Reproduce the part of the listing starting with the line containing "If you could indicate the white shirt" and going on through the line containing "point(615, 349)", and swap every "glass panel" in it for "window pane". Leave everything else unchanged.

▶

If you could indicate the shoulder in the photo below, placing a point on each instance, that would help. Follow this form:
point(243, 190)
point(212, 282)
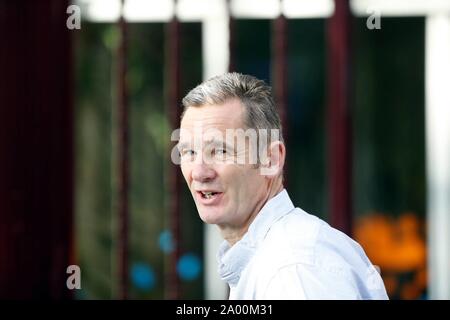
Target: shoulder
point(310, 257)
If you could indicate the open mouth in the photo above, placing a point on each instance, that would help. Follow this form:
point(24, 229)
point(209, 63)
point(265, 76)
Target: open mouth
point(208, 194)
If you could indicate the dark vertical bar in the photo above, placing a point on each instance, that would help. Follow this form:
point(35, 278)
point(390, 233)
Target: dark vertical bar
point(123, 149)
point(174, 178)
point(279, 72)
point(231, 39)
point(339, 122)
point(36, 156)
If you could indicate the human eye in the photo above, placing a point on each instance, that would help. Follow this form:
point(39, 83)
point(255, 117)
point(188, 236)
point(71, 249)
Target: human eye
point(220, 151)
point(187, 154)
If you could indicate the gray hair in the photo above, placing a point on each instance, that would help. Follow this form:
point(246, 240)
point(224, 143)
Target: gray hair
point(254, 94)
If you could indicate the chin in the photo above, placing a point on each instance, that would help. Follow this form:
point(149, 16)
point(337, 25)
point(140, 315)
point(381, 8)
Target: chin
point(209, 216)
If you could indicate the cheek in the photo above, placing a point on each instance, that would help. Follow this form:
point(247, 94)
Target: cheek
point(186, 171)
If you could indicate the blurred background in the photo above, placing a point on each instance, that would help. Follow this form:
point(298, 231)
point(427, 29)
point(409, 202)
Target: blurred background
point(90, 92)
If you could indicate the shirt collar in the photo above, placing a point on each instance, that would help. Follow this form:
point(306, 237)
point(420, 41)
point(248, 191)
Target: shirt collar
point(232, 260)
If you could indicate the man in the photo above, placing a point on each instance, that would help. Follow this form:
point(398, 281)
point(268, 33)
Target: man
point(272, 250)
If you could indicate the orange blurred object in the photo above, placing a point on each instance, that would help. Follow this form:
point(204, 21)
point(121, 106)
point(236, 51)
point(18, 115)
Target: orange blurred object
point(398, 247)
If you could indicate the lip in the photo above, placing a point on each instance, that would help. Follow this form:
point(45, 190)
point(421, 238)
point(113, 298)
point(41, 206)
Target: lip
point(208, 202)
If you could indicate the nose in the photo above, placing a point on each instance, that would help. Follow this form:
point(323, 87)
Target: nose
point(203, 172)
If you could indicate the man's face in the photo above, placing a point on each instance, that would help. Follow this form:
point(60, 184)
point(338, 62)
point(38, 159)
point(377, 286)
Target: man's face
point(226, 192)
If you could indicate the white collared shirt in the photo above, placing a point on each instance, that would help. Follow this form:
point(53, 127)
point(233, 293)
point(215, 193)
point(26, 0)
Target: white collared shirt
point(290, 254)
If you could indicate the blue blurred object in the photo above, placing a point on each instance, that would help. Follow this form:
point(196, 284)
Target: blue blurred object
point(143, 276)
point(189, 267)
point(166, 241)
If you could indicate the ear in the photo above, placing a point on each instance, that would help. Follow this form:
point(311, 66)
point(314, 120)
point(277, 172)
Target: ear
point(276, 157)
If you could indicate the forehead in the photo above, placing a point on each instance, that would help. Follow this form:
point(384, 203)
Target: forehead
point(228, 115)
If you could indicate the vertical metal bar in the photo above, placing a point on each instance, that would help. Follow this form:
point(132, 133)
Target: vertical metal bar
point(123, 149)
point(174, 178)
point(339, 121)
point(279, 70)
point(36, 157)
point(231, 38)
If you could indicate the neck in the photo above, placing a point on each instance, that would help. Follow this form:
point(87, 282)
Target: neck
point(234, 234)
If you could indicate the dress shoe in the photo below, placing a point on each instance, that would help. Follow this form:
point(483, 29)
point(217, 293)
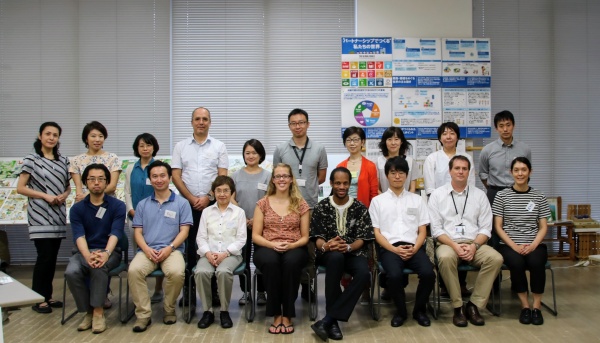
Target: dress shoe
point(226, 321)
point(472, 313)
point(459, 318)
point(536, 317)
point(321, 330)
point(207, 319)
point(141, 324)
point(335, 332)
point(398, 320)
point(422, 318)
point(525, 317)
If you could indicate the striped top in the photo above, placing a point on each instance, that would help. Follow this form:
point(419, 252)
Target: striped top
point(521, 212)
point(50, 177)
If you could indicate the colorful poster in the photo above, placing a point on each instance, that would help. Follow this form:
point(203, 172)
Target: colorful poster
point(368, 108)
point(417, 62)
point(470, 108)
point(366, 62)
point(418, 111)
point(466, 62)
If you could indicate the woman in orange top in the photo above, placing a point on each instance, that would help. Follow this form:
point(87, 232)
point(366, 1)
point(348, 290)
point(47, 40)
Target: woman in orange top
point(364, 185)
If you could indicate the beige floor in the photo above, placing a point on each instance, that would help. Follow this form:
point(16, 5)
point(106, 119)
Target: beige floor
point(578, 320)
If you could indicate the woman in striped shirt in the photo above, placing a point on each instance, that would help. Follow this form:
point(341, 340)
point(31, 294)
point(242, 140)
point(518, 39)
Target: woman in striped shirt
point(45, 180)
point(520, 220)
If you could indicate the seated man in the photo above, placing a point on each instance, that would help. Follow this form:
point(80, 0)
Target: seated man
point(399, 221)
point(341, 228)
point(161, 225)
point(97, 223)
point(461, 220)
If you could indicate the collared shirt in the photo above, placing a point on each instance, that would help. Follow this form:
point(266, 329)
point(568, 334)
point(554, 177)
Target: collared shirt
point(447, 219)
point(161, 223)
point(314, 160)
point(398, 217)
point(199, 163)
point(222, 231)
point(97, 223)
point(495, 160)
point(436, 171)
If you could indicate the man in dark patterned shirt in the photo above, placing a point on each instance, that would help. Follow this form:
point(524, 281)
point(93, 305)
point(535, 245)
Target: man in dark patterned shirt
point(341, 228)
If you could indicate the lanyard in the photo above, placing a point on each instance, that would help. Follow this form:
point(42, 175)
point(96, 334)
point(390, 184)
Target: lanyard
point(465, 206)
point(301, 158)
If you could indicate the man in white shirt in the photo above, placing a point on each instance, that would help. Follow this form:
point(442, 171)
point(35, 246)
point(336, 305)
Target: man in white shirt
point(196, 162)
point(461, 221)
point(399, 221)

◀
▶

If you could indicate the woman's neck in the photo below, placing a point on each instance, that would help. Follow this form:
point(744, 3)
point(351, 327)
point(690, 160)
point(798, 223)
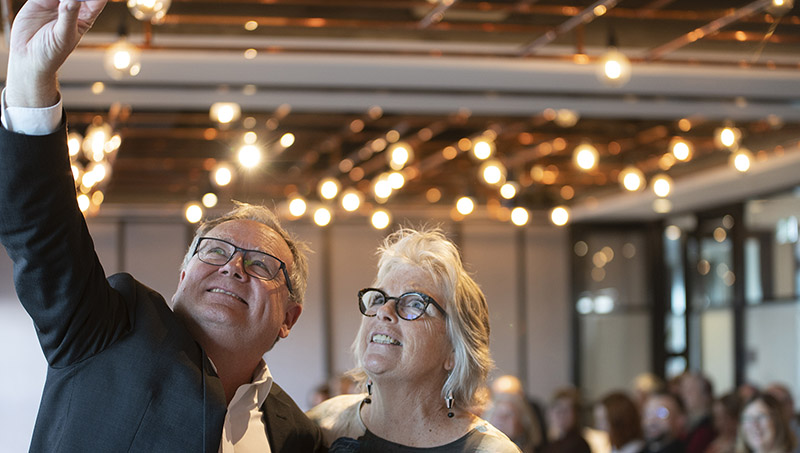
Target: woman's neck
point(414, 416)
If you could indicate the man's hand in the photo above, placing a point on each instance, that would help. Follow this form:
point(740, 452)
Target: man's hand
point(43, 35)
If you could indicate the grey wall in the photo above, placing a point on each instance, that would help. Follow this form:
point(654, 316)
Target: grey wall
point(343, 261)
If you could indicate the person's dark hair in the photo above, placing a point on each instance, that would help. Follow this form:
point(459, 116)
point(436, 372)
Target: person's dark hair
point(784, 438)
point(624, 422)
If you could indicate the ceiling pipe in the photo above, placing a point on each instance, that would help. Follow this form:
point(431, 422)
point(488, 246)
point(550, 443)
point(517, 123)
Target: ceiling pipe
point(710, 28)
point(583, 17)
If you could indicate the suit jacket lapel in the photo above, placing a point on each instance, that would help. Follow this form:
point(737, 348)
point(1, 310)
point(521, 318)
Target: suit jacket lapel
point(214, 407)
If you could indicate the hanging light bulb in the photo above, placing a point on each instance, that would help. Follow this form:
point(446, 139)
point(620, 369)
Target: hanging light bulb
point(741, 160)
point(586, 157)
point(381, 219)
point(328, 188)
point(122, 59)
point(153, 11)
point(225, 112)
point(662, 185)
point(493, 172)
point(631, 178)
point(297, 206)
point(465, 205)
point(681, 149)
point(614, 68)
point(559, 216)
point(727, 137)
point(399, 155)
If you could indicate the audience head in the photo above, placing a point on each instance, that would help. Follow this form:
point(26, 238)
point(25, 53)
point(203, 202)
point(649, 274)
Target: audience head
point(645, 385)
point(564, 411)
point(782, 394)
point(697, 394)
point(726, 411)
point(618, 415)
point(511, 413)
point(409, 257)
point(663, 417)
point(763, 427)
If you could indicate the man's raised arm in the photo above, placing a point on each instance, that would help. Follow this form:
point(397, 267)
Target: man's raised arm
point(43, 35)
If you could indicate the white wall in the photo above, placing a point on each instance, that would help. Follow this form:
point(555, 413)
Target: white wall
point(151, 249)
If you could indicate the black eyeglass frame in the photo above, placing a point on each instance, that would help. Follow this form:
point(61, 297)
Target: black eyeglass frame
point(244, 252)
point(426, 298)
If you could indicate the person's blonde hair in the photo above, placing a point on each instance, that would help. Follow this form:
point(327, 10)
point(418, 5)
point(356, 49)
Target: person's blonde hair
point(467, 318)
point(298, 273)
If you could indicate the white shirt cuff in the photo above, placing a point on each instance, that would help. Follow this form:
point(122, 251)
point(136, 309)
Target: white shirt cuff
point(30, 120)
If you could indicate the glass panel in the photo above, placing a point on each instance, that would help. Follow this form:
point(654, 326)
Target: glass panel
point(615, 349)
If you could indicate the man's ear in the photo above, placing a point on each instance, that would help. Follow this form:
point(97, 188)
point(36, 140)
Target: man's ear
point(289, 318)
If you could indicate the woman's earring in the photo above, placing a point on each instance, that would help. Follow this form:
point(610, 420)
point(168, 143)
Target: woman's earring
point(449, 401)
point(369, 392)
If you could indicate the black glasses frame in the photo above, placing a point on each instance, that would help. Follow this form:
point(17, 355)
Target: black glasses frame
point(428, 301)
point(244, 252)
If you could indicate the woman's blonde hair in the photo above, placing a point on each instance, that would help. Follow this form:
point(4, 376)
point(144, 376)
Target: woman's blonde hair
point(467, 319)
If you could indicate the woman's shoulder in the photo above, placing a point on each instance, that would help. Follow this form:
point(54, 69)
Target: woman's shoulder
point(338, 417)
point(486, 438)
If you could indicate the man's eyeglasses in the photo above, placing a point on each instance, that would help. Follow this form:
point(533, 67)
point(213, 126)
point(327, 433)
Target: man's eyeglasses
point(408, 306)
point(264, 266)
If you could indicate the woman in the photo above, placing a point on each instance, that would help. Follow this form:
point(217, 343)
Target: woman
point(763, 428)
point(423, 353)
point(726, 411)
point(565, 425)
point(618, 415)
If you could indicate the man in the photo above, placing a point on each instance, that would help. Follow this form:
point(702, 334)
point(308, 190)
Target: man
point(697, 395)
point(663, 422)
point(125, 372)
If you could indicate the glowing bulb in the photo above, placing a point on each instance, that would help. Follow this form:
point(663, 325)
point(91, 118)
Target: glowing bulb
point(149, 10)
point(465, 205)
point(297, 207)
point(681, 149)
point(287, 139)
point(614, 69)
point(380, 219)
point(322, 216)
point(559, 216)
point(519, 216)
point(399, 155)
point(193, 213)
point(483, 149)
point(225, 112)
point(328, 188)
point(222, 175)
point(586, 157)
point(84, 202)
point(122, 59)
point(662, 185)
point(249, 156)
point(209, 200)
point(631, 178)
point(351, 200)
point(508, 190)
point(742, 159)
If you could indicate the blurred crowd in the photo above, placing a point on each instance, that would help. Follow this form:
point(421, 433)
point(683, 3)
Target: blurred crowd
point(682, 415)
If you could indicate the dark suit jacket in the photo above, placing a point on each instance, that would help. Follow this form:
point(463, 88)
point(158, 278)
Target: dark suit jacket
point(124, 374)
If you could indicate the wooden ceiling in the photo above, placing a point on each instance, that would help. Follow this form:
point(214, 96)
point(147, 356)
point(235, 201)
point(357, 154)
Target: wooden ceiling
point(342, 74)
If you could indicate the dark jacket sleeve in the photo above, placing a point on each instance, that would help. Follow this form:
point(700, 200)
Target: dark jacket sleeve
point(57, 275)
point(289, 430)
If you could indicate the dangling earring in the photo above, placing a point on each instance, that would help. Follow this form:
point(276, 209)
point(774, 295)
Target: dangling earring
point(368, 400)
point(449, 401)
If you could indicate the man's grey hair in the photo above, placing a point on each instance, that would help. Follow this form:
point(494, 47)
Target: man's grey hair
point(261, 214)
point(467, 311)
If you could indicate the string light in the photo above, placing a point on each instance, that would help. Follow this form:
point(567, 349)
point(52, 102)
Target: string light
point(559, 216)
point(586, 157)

◀

● **Right answer**
If you could indicate the white shirt cuff in the photo above, placing a point on each instance, that would help. Follow this form:
point(122, 251)
point(136, 309)
Target: white shirt cuff
point(30, 120)
If you could indicate the window pane in the photo above, placing a point on each instance, that would help. Follow this form:
point(654, 326)
Target: window pane
point(615, 349)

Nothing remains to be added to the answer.